* start PROVIDED MATERIAL *

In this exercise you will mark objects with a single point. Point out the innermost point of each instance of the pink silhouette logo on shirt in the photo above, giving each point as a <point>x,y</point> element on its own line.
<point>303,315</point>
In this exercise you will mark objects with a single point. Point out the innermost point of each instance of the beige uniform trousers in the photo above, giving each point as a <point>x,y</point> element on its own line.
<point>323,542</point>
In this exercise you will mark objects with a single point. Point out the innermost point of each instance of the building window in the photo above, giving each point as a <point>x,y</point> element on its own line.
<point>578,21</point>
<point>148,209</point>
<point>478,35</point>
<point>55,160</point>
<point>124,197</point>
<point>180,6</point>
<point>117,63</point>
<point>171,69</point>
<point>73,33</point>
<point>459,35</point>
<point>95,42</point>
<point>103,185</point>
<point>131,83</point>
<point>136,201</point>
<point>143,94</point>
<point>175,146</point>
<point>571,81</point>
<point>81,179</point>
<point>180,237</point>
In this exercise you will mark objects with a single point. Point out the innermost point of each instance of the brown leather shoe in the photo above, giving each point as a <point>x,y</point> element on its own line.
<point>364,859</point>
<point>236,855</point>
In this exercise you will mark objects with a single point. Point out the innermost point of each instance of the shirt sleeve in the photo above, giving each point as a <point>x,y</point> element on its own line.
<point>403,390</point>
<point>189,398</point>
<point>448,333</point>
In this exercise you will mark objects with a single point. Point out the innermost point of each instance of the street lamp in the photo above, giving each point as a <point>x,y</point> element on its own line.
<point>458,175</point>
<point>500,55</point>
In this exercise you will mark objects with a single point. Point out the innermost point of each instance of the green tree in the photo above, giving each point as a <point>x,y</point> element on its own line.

* end PROVIDED MATERIAL *

DIRECTIONS: Your task is to output all of the data above word for word.

THE RESULT:
In this exercise you will mark objects with a single point. Point out the innermost point of each instance of the pink silhouette logo on shirt in the photo above, giving each point as a <point>x,y</point> element on its own line.
<point>303,315</point>
In this exercise you will mark objects with a single point. Point out the innermost point of each instance of the beige uniform trousers in the photo above, giving each point as a <point>x,y</point> element on its own line.
<point>323,542</point>
In this exercise you will mark objects with a single point. Point out the innermost point of each instance of the building window in the photo above, giving each point as a <point>x,y</point> element on its own line.
<point>578,21</point>
<point>148,209</point>
<point>478,35</point>
<point>55,160</point>
<point>124,197</point>
<point>180,6</point>
<point>117,63</point>
<point>171,69</point>
<point>73,33</point>
<point>459,35</point>
<point>95,42</point>
<point>103,185</point>
<point>131,83</point>
<point>136,201</point>
<point>143,94</point>
<point>175,146</point>
<point>571,81</point>
<point>81,179</point>
<point>180,237</point>
In this exercise you will mark objects with a single point. Point out the innermost point of each instance of the brown leather shoe in the photo above, giving each point as a <point>x,y</point> element on its own line.
<point>364,859</point>
<point>236,855</point>
In this exercise you will mark objects with a single point. Point out the innermost point of each instance of the shirt sleeve in the photo above, giving each point as a <point>x,y</point> element on its own line.
<point>403,390</point>
<point>189,398</point>
<point>448,333</point>
In this exercise you will mark objects with a single point. Point out the innermost point of each instance of the street lamp in the photo above, giving each point as a <point>x,y</point> element on its own line.
<point>458,175</point>
<point>500,55</point>
In this exercise you will mark objects with a single point. Point out the innermost point of each instance of the green tree in the photo above, giving each point as a <point>x,y</point> element on its own line.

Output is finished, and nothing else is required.